## Entries shown
-.-.-

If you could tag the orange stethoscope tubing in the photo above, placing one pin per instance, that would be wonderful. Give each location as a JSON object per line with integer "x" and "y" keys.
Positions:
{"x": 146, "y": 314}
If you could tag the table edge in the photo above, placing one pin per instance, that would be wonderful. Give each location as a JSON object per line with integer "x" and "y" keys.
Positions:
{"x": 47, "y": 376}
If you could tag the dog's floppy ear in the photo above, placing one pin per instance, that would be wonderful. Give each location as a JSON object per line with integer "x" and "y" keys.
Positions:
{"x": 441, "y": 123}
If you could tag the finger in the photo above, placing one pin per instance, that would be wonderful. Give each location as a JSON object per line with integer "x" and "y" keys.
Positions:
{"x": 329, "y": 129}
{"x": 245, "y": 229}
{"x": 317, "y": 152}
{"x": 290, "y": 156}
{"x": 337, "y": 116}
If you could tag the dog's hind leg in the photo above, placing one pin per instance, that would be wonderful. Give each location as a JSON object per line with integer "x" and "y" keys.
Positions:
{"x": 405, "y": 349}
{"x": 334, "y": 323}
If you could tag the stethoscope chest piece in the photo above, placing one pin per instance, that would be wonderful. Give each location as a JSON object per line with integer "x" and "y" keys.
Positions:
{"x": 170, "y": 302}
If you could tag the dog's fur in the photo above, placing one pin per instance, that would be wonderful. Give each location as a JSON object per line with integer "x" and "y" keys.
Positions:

-.-.-

## Activity
An exact repeat of all the records is required.

## Exercise solution
If you could tag the orange stethoscope tubing in the photo above, placing one pin per instance, that would be wonderful. Give each location as a JSON object per line with integer "x" and "y" keys.
Positions:
{"x": 146, "y": 314}
If you could tag the table edge in the photo above, placing one pin per instance, that would be wonderful. Give each location as a JSON object per line with integer "x" and "y" keys.
Positions:
{"x": 47, "y": 376}
If you could tag the dog's floppy ear in the photo above, placing one pin per instance, that would be wonderful. Give each location as a JSON object per line with integer "x" and "y" keys.
Positions:
{"x": 441, "y": 123}
If you could tag the finger in the photo above, placing one pin per instance, that would be wonderful. Give each location as a JSON object per line with integer "x" and "y" keys.
Positions:
{"x": 329, "y": 129}
{"x": 245, "y": 229}
{"x": 317, "y": 152}
{"x": 290, "y": 156}
{"x": 337, "y": 116}
If you could tag the dog's hind leg in the photo above, placing one pin per instance, that would be wonderful. Give each location as a JSON object per line with integer "x" and "y" keys.
Positions:
{"x": 405, "y": 349}
{"x": 334, "y": 323}
If you could tag the stethoscope chest piece in the photo above, placing one pin per instance, that would be wonderful. Give each location as a JSON object per line with integer "x" and "y" keys.
Positions:
{"x": 170, "y": 302}
If you could tag the dog's fur in the photo above, placing one pin per instance, that would be wonderful. Give each location as a JSON object per line with integer "x" and "y" keys.
Positions:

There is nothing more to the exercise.